# DATA EXTRACTS
* * * * * * *

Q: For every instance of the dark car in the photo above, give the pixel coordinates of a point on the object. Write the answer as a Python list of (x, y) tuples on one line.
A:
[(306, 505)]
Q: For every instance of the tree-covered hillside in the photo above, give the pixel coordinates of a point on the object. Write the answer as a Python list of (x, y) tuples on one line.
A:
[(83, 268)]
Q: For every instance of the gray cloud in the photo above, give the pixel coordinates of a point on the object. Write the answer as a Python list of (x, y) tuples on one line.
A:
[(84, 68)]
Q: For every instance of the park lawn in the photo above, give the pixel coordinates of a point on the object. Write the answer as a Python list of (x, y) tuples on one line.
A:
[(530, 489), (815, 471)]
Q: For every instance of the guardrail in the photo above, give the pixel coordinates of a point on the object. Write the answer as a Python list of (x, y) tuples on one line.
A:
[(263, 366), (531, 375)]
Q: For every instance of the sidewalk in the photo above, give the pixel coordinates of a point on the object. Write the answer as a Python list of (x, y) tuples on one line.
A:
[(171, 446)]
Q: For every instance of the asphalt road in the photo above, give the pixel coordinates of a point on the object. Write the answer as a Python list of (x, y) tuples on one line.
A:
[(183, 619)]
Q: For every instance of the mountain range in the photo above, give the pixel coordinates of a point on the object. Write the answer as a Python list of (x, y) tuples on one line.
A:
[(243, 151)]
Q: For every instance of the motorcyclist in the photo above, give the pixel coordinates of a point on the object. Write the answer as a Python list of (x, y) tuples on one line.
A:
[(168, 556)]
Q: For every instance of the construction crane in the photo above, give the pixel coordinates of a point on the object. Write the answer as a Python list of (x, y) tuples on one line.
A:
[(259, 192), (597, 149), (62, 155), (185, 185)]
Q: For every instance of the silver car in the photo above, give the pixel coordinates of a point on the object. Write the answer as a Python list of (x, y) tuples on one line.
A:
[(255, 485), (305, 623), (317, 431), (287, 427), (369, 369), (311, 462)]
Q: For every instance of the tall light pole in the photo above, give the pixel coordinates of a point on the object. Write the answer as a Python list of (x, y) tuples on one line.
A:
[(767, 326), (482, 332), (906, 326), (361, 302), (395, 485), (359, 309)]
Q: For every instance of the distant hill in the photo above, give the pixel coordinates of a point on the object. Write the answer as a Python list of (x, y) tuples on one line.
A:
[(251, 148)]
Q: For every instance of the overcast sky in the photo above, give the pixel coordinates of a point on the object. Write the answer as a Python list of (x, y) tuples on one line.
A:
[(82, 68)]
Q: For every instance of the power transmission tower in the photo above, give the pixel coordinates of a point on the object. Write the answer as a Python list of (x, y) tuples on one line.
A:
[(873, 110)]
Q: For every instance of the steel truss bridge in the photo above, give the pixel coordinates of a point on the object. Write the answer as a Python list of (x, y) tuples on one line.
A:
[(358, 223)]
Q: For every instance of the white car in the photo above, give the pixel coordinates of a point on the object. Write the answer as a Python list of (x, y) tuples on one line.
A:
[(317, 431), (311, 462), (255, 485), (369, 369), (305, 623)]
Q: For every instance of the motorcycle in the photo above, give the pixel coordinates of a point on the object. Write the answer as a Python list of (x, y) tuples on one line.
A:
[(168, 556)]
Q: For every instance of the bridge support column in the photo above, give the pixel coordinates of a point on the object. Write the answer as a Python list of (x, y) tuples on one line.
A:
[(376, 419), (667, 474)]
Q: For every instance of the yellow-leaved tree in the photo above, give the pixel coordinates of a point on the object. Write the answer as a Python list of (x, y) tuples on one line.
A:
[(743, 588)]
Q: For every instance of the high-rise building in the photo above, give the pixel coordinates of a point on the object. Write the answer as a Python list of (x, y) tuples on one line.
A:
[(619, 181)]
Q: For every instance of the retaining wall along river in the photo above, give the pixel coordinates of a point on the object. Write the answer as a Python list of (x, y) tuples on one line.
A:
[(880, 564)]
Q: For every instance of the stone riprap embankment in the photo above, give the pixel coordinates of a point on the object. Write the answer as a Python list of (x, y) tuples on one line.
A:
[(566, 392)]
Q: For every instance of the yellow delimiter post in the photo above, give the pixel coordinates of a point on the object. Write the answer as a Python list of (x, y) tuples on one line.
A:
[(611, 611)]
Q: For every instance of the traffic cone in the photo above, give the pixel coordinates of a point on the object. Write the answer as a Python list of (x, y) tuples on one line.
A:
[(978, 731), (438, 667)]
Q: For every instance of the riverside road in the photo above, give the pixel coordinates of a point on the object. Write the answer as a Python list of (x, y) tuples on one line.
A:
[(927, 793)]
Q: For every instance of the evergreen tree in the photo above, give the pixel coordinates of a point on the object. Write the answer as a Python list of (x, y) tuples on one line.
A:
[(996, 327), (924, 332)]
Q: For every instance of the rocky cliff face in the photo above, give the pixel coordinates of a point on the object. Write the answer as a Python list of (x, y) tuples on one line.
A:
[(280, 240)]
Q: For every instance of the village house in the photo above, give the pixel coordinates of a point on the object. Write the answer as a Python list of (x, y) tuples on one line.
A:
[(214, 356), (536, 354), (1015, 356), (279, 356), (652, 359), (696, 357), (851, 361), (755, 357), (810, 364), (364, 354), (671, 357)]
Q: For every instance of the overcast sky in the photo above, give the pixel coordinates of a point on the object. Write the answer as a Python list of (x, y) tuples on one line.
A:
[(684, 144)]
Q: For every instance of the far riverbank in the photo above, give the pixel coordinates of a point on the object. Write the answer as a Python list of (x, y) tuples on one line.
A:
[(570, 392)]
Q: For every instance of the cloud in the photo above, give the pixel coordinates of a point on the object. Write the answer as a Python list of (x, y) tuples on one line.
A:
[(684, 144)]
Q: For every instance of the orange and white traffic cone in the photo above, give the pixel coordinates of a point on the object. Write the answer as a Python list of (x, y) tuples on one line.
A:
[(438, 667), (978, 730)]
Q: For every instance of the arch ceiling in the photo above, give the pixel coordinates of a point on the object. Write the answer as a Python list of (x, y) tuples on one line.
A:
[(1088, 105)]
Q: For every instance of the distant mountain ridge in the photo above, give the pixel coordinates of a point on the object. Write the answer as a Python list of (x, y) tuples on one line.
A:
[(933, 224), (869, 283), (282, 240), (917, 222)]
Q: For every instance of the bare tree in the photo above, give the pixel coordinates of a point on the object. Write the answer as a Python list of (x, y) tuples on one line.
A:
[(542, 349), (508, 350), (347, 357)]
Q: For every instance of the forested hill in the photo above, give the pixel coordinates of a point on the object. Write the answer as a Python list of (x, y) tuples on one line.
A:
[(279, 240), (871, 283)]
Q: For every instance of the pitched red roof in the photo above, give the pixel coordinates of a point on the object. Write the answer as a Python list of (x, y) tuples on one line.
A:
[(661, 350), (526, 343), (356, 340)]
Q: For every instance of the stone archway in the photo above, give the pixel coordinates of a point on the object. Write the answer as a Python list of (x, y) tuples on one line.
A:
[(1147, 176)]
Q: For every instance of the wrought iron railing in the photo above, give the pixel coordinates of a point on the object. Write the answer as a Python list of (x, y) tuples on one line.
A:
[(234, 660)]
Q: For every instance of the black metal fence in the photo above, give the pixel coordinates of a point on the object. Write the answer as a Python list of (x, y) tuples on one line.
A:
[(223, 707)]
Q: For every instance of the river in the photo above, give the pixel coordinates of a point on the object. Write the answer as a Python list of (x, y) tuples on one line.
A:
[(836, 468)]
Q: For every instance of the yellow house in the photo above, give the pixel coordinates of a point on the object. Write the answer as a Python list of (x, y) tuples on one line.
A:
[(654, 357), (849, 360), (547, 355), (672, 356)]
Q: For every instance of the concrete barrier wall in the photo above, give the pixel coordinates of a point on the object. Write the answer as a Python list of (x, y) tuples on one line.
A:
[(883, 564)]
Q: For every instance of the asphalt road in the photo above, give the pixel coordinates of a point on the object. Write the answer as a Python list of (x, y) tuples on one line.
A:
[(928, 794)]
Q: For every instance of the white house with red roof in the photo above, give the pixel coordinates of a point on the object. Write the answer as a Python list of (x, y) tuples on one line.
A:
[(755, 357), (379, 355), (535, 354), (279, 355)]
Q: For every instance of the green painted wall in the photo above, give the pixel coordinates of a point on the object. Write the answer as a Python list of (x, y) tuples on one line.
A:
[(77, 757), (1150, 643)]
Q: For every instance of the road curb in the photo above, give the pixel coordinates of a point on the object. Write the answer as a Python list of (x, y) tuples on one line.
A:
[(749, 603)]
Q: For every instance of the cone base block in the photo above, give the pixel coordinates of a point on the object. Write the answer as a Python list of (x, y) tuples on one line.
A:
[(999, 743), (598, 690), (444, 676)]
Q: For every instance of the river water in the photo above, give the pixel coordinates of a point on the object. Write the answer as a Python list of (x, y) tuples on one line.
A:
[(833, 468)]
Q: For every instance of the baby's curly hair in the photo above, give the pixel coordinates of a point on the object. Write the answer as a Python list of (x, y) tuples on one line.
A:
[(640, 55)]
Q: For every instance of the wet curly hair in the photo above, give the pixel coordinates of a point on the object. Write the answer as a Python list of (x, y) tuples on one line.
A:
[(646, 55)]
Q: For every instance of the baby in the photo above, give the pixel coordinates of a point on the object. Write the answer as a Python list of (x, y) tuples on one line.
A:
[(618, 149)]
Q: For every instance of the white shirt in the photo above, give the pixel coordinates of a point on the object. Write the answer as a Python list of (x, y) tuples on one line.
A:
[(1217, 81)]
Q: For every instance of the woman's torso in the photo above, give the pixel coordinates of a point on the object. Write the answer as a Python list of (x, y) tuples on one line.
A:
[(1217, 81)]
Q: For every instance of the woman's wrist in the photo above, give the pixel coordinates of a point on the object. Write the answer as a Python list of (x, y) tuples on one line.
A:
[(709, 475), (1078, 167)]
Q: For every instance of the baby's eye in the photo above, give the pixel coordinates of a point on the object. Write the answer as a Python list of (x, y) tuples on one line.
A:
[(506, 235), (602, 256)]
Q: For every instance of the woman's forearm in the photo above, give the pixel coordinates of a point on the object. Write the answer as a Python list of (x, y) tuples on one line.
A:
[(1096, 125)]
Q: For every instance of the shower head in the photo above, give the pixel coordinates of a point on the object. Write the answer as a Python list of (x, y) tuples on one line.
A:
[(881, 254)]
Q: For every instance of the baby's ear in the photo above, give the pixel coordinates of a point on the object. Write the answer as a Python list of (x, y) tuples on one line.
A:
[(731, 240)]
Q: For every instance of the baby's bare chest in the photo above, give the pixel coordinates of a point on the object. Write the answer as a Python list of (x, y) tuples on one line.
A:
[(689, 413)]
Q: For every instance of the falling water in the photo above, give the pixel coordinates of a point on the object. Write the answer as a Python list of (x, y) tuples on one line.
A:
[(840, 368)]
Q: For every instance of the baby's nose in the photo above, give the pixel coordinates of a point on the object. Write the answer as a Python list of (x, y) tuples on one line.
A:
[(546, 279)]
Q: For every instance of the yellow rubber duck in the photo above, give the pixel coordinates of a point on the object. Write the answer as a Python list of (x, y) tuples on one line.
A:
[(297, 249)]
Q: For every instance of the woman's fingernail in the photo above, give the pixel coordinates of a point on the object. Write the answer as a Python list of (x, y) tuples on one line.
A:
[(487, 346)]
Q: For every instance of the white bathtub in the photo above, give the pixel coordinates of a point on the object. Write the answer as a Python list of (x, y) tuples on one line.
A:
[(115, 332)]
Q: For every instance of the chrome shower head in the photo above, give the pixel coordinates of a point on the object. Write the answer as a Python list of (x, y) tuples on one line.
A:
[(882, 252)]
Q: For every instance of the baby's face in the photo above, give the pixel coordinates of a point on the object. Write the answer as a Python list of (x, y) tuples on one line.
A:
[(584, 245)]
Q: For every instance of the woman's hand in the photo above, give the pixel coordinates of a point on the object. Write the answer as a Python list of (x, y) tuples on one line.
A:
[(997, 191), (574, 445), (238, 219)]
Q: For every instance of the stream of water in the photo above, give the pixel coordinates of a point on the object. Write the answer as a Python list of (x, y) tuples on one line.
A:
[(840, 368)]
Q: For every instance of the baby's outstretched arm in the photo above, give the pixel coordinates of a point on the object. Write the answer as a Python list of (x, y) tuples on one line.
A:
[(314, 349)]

* * * * * * *

# HOW TO COMPLETE THIS TASK
Each line of the data that holds the word "distant" should be copied.

# COMPLETED TASK
Q: For every instance of the distant hill in the photo above, give the pixel coordinates of a point on the object. Write the answer as a Python list of (x, y) tuples on one line.
Q: For every instance of the distant mountain ridge in the photo above, give the pixel coordinates of a point on the object. Write the answer as a Python list of (x, y) tuples on one line.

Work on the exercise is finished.